*Problems to solve*.
1. According to the coral bleaching passage, why is a bleached coral's recovery a race against time? Answer in one to three sentences.
2. Decide whether each statement agrees with the coral bleaching passage. Answer yes or no, and quote the deciding words. (a) Coral polyps are animals usually 1 to 3 millimeters across. (b) The fluorescent blues and pinks of stressed coral last permanently. (c) Coral that has lost its zooxanthellae can never regain them.
3. Continue the coral bleaching passage from the point where it stops.

*Document section*.

^^^^

The zooxanthellae produce pigments that can be seen through the clear bodies of the coral polyps. If they are expelled the coral loses its colour.
The coral can recover and get zooxanthellae back, but it is a race against time, because without the zooxanthellae, other algae can invade and cover the surface of the coral, killing the coral and leaving an ugly green-brown coating.
Scientists such as Professor Terry Hughes of James Cook University, who has done a large survey, say this summer's bleaching is the worst on record.
In a month or so we will know how much of the coral will recover. The coral polyps are animals, usually 1 millimetre to 3 millimetres in diameter. Given the millions of them that make up the reef, we will know whether humans have caused the extermination of perhaps the greatest number of animals in our history.
Bizarrely, there is an eerie beauty in much of the coral under bleaching stress. Before they are fully bleached you can see bright fluorescent blues and pinks in the coral – similar to the beauty of a dying star becoming a supernova. However beautiful, though, it is only temporary.
This mass extermination will not be of some pestilent insects, but of beautiful and very economically valuable animals.

^^^^

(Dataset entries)
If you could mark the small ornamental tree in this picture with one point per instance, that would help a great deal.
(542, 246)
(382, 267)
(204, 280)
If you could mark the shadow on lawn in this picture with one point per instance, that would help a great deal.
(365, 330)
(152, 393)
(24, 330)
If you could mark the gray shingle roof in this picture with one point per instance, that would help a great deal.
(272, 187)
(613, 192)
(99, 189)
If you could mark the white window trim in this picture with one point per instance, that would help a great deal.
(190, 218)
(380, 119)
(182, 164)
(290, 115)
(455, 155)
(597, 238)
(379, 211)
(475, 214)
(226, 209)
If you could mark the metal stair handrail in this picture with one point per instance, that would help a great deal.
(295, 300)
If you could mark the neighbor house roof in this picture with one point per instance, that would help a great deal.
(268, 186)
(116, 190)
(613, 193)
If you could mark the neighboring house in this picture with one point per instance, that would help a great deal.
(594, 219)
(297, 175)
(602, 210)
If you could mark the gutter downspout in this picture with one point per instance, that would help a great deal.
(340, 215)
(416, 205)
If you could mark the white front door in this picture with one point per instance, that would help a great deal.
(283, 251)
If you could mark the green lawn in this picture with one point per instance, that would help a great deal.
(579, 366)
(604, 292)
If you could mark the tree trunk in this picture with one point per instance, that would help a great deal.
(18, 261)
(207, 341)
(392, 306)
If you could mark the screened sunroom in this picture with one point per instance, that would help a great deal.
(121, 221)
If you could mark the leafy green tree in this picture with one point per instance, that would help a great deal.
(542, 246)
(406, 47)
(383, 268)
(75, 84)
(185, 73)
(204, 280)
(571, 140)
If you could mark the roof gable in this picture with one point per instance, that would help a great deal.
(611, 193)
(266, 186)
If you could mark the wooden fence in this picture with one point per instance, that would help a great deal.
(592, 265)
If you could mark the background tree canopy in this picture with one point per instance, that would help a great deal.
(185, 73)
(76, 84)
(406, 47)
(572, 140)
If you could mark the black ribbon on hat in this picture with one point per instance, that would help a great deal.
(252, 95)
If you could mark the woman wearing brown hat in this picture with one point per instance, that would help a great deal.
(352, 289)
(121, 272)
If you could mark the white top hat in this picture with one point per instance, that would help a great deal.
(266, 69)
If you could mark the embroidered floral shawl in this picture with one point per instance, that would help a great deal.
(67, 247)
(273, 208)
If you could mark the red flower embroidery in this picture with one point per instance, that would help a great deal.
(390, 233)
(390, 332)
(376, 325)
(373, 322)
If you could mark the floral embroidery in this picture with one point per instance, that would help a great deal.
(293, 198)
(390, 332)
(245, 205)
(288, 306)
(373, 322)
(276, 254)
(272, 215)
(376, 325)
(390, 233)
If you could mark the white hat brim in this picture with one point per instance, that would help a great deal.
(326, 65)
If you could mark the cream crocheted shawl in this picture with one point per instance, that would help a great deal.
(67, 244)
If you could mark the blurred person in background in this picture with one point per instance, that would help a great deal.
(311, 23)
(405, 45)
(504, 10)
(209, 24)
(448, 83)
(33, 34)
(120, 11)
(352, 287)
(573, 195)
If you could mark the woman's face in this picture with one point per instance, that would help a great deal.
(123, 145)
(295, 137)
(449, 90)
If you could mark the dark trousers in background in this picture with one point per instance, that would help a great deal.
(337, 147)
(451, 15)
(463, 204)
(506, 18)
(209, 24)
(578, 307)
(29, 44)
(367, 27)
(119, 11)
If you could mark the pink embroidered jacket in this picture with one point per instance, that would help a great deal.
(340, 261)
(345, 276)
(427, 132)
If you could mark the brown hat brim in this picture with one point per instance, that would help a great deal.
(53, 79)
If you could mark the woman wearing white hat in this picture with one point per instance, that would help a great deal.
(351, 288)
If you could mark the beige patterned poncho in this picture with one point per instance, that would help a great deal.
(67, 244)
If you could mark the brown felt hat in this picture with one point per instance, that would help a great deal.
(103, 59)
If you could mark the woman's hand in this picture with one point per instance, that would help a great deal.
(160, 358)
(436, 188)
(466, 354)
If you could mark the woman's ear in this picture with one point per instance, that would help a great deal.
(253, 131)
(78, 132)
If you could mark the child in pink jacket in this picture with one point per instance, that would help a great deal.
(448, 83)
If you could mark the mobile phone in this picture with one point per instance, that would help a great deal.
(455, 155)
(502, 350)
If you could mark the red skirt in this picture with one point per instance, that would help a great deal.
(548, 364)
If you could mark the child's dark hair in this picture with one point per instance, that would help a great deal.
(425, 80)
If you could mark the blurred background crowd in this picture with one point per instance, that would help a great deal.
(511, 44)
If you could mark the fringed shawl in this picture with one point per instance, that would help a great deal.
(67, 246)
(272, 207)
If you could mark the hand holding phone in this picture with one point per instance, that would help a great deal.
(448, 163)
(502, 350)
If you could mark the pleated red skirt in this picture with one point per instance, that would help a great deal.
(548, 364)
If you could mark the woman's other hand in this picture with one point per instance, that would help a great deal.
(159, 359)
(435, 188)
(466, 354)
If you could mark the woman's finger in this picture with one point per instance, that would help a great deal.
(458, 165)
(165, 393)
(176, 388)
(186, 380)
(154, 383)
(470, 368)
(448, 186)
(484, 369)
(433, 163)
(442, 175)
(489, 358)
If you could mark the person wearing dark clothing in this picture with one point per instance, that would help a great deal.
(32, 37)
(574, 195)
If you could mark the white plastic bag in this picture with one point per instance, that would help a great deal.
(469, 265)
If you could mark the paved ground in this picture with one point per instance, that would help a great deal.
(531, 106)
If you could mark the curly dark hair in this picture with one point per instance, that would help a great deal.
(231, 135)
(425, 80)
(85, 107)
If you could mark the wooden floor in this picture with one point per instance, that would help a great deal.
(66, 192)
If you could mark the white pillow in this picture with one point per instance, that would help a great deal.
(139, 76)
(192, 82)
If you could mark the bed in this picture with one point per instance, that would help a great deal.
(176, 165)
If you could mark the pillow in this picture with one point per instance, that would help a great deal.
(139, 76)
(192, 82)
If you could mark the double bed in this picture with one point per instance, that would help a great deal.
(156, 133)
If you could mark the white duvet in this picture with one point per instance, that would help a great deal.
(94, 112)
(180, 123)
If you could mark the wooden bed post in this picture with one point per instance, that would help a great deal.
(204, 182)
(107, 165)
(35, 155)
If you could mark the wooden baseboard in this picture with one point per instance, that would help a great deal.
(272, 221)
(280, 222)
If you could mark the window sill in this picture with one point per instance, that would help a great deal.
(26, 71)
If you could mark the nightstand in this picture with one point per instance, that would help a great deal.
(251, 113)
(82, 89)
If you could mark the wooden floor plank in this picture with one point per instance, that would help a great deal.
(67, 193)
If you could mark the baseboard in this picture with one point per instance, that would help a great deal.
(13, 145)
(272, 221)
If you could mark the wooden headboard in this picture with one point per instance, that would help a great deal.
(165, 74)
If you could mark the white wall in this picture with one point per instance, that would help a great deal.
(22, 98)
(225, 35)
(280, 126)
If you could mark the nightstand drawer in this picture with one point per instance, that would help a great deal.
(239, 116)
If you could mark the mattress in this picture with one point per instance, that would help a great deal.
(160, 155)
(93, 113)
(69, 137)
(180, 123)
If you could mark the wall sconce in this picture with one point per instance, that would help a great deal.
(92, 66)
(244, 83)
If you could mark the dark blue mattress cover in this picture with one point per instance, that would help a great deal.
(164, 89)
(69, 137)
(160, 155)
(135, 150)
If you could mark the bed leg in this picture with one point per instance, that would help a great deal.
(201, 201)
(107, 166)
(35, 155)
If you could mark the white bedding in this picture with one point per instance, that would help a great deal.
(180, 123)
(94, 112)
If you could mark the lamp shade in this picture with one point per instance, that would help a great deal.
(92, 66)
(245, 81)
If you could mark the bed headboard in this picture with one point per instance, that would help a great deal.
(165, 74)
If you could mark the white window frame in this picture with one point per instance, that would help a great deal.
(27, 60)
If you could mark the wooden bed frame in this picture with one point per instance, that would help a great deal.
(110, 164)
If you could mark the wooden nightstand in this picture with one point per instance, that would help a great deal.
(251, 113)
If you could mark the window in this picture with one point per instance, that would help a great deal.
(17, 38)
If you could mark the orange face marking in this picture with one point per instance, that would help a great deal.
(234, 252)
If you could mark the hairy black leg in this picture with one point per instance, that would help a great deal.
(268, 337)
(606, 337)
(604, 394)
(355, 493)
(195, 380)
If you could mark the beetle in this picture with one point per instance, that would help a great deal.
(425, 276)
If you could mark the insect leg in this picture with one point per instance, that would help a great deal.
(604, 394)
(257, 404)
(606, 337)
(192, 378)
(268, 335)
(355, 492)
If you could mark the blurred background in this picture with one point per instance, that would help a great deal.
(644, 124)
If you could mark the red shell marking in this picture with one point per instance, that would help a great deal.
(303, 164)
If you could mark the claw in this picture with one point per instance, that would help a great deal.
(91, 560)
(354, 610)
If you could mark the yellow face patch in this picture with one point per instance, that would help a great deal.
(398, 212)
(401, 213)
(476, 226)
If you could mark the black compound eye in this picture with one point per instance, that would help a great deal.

^^^^

*Written responses*.
1. Without its zooxanthellae, a coral can be invaded by other algae. These algae cover the coral's surface, kill it, and leave an ugly green-brown coating, so the coral must regain its zooxanthellae before that happens.

2.
(a) Yes: "The coral polyps are animals, usually 1 millimetre to 3 millimetres in diameter."
(b) No: "However beautiful, though, it is only temporary."
(c) No: "The coral can recover and get zooxanthellae back"

3.
The reef supports about 65,000 jobs in tourism, fishing, research and other activities and generates nearly $5 billion per year.
Sometimes economics is the only thing some people understand. An asset that generates $5 billion a year is worth at least $100 billion.
We should do everything we can to prevent its destruction – for its economic value and for its own sake.
But morally we cannot expect the rest of the world to reduce carbon emissions drastically to save our reef unless we are leading the effort ourselves. This is why the argument that Australia as a small part of the world economy can make little difference, therefore we should not bother, will not wash.
We should set ourselves the strictest targets so that we can be in a position to get world action. We should be seeking help from the US, Europe and Japan not to buy weapons systems with money we haven't got to attack enemies we don't have, but to deal with the real threat to our national well-being – climate change.
We should not be encouraging India to mine coal in Australia which will add to the threat. Rather we should encourage it to wean itself off coal and leave it in the ground.
This year's bleaching should serve as a warning to Australia and the world. After all, the Great Barrier Reef is the world's asset, too.
A lot of the reef may recover this time, but if there is another bleaching of this magnitude in the near future (very likely if we continue the way we are going) there could be so little left that the name Great Barrier Reef will be only a name.
Alas, it seems to be in human DNA to destroy the animals that sustain us.
The reef's tourism industry is desperate to underplay the bleaching, but it should be sounding alarm bells. It should be urging that, aside from climate change, governments can also act on other things that harm the reef over which we have direct control – such as chemical-laden run-off from agricultural land, coastal development and over-fishing.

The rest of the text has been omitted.